Picked up two rifle cartridges yesterday. Both measure 7.9mm x 57mm. I take that to be a German Mauser rifle round. One has a copper FMJ that is magnetic and is head stamped R up arrow L 43 II Z The other is head stamped K5 43 IIZ with a nickel FMJ that is magnetic. Both are rimless.and have a dark black? annulus. Can anybody help me on this?
Can you send photos. This headstamt looks like British
Sound like 7.9 Besa (MK II using Z = Nitrocellulose powder) ball rounds which England was working on, but never adopted. It is the 7,9x57 German (aka Mauser) but for the Besa MG.
One rnd. is by Kynoch & the other Royal Labs.
Pete is correct. My understanding was that it was in service with the British army in Korea. I would expect the annulas colour to be purple, as both HS indicate ball loads.
Could be purple, Am waiting for the sun to come out so I can see it better. ! Any of these two rare? I got them out the $1 box some guy wanted to get rid of. Thanks guys! Tom from MN
The 7.92mm Besa machine gun was used as defensive armament on British tanks during WW2.
The Czech designers had fled to the UK at the start of the war. It was originally planned to redesign the guns to .303 calibre. As the guns were needed as soon as possible, this never happened. It was decided that the tanks could be fitted with 7.92mm guns.

__Given request a__. Rewrite the records from their first line through the line with "xmin=292 ymin=458 xmax=637 ymax=500", putting "countertop" in place of "kitchen counter" and leaving everything else as it is.

__Supplied data__.

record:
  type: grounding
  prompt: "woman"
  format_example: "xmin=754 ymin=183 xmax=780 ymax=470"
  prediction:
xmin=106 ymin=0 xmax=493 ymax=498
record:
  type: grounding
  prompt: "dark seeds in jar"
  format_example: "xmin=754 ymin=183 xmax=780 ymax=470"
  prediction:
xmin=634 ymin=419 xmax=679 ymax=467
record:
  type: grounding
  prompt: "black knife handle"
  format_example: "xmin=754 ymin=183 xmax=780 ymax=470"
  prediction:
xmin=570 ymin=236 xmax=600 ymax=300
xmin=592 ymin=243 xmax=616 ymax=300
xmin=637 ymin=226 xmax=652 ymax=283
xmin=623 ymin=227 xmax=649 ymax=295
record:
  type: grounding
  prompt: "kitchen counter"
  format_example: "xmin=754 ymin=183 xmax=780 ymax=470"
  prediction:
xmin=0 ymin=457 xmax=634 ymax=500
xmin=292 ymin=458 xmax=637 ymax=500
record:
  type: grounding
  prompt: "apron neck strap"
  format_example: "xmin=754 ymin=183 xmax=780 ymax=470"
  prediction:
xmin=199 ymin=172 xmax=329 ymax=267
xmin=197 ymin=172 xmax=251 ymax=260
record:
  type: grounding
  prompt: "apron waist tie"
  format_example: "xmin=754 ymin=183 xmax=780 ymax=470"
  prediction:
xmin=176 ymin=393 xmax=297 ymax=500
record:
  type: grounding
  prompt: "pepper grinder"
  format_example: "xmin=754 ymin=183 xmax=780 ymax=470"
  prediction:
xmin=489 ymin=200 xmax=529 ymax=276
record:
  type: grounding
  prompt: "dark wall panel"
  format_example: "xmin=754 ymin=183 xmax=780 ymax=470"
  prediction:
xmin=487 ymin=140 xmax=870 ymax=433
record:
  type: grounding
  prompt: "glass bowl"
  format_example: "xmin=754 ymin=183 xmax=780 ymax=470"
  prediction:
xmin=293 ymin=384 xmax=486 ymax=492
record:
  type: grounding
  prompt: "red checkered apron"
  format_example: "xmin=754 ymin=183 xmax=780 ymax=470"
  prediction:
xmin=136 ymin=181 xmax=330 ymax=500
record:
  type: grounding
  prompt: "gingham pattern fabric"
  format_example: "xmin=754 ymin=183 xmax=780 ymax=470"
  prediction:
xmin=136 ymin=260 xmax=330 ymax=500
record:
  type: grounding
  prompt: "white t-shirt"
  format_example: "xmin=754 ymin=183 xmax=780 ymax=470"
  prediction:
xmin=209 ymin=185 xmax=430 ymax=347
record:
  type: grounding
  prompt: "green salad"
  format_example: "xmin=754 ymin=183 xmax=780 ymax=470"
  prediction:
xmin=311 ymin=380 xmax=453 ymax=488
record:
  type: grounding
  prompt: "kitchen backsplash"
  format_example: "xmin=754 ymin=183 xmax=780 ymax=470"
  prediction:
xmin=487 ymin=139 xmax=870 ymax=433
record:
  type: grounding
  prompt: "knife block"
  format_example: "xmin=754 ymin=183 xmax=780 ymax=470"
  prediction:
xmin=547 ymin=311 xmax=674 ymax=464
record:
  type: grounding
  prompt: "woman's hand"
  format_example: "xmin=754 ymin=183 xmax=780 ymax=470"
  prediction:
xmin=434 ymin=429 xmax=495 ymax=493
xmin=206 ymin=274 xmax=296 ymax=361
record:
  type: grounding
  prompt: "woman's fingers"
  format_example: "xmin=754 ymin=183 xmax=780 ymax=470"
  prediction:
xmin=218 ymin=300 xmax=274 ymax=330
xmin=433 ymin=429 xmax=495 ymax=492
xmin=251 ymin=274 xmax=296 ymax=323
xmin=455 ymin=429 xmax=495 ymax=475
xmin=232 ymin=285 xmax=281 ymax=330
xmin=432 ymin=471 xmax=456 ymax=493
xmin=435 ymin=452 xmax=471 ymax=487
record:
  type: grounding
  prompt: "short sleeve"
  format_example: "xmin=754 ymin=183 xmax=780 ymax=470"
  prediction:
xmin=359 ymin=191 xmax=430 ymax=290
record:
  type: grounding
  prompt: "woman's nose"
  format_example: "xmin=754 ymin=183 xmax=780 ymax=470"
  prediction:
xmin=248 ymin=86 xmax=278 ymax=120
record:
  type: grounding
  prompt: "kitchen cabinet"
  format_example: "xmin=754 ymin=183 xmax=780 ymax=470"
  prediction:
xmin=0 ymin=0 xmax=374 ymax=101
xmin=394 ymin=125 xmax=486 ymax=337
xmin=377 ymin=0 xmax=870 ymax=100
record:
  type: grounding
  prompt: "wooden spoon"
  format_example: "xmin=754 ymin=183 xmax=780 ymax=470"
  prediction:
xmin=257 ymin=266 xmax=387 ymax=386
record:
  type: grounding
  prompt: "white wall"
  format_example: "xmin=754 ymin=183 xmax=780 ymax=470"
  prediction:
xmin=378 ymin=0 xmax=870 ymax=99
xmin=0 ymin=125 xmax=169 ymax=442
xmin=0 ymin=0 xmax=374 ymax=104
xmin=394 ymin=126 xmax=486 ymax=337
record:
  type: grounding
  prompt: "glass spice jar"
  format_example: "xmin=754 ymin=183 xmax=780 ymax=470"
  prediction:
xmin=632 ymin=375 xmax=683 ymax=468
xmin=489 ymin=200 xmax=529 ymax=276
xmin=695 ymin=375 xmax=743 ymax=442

__Given request b__. Write out the whole forum thread about the two 7.9mm cartridges word for word.

__Response a__.
record:
  type: grounding
  prompt: "woman"
  format_example: "xmin=754 ymin=183 xmax=780 ymax=470"
  prediction:
xmin=106 ymin=0 xmax=493 ymax=498
record:
  type: grounding
  prompt: "dark seeds in jar"
  format_example: "xmin=754 ymin=183 xmax=780 ymax=470"
  prediction:
xmin=634 ymin=419 xmax=679 ymax=467
record:
  type: grounding
  prompt: "black knife handle"
  format_example: "xmin=754 ymin=183 xmax=780 ymax=470"
  prediction:
xmin=570 ymin=236 xmax=600 ymax=300
xmin=592 ymin=243 xmax=616 ymax=300
xmin=637 ymin=226 xmax=652 ymax=283
xmin=623 ymin=227 xmax=649 ymax=295
record:
  type: grounding
  prompt: "countertop"
  format_example: "xmin=754 ymin=183 xmax=780 ymax=470"
  prediction:
xmin=0 ymin=457 xmax=634 ymax=500
xmin=292 ymin=458 xmax=637 ymax=500

__Response b__.
Picked up two rifle cartridges yesterday. Both measure 7.9mm x 57mm. I take that to be a German Mauser rifle round. One has a copper FMJ that is magnetic and is head stamped R up arrow L 43 II Z The other is head stamped K5 43 IIZ with a nickel FMJ that is magnetic. Both are rimless.and have a dark black? annulus. Can anybody help me on this?
Can you send photos. This headstamt looks like British
Sound like 7.9 Besa (MK II using Z = Nitrocellulose powder) ball rounds which England was working on, but never adopted. It is the 7,9x57 German (aka Mauser) but for the Besa MG.
One rnd. is by Kynoch & the other Royal Labs.
Pete is correct. My understanding was that it was in service with the British army in Korea. I would expect the annulas colour to be purple, as both HS indicate ball loads.
Could be purple, Am waiting for the sun to come out so I can see it better. ! Any of these two rare? I got them out the $1 box some guy wanted to get rid of. Thanks guys! Tom from MN
The 7.92mm Besa machine gun was used as defensive armament on British tanks during WW2.
The Czech designers had fled to the UK at the start of the war. It was originally planned to redesign the guns to .303 calibre. As the guns were needed as soon as possible, this never happened. It was decided that the tanks could be fitted with 7.92mm guns.